### Stated problem
Rename "sinologist" to "Japanologist" in the passage of the German haiku text starting at "two or three" and ending at "World War II.", then write out that passage with the change.

### Supplied text
——

The three phases of reception and development of haiku in Germany

 

1. The perception in the beginning

Yvan Goll (1891-1950)

Five continents tremble,

When the grain price rises:

And not when you cry!

(1927)

Rainer Maria Rilke (1875-1926)

a cemetery

and autumn fireflies

two or three

(1925)

Anna von Rottauscher: Ihr gelben Chrysanthemen (yellow chrysanthemums),

Wien 1939

Anna von Rottauscher (1892-1970) is an Austrian sinologist. Their work takes place in the phase of so-called "internal emigration". That is the time in Germany before and during World War II.

She wrote the first systematic transmission of Japanese haiku into German. As a template serves her Miyamori Asataros Anthology of Haiku, Tokyo 1932.

Especially she included a register with the classical Japanese writers, which was very helpful for the knowledge of German haiku writers about Japanese poets. In particular, the outstanding role of Basho in the opinion of Rottauscher is emphasized.

——

### Dataset rows
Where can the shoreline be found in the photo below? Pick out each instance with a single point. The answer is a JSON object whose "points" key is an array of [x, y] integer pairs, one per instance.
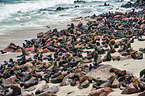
{"points": [[74, 66]]}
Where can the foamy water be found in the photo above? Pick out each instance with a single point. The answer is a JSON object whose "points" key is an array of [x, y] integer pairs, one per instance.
{"points": [[30, 13]]}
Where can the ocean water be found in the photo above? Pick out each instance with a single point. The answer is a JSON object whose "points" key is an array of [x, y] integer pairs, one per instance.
{"points": [[15, 14]]}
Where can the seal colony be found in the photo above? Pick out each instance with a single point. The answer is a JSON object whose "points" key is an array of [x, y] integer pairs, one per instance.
{"points": [[66, 56]]}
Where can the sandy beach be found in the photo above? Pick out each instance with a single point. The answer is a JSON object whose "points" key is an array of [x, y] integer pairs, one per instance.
{"points": [[67, 62]]}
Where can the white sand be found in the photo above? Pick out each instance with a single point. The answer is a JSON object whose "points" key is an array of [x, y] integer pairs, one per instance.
{"points": [[18, 36]]}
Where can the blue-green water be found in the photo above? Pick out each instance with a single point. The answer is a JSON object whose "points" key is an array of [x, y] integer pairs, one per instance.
{"points": [[30, 13]]}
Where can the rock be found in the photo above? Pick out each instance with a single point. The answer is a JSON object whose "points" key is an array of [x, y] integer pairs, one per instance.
{"points": [[9, 81], [85, 84], [101, 92], [46, 94], [130, 89], [40, 90], [115, 84], [51, 90], [33, 81], [16, 90], [102, 72], [141, 94]]}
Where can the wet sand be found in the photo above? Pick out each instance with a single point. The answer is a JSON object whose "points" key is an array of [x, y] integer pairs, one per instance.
{"points": [[18, 36]]}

——

### In response
two or three

(1925)

Anna von Rottauscher: Ihr gelben Chrysanthemen (yellow chrysanthemums),

Wien 1939

Anna von Rottauscher (1892-1970) is an Austrian Japanologist. Their work takes place in the phase of so-called "internal emigration". That is the time in Germany before and during World War II.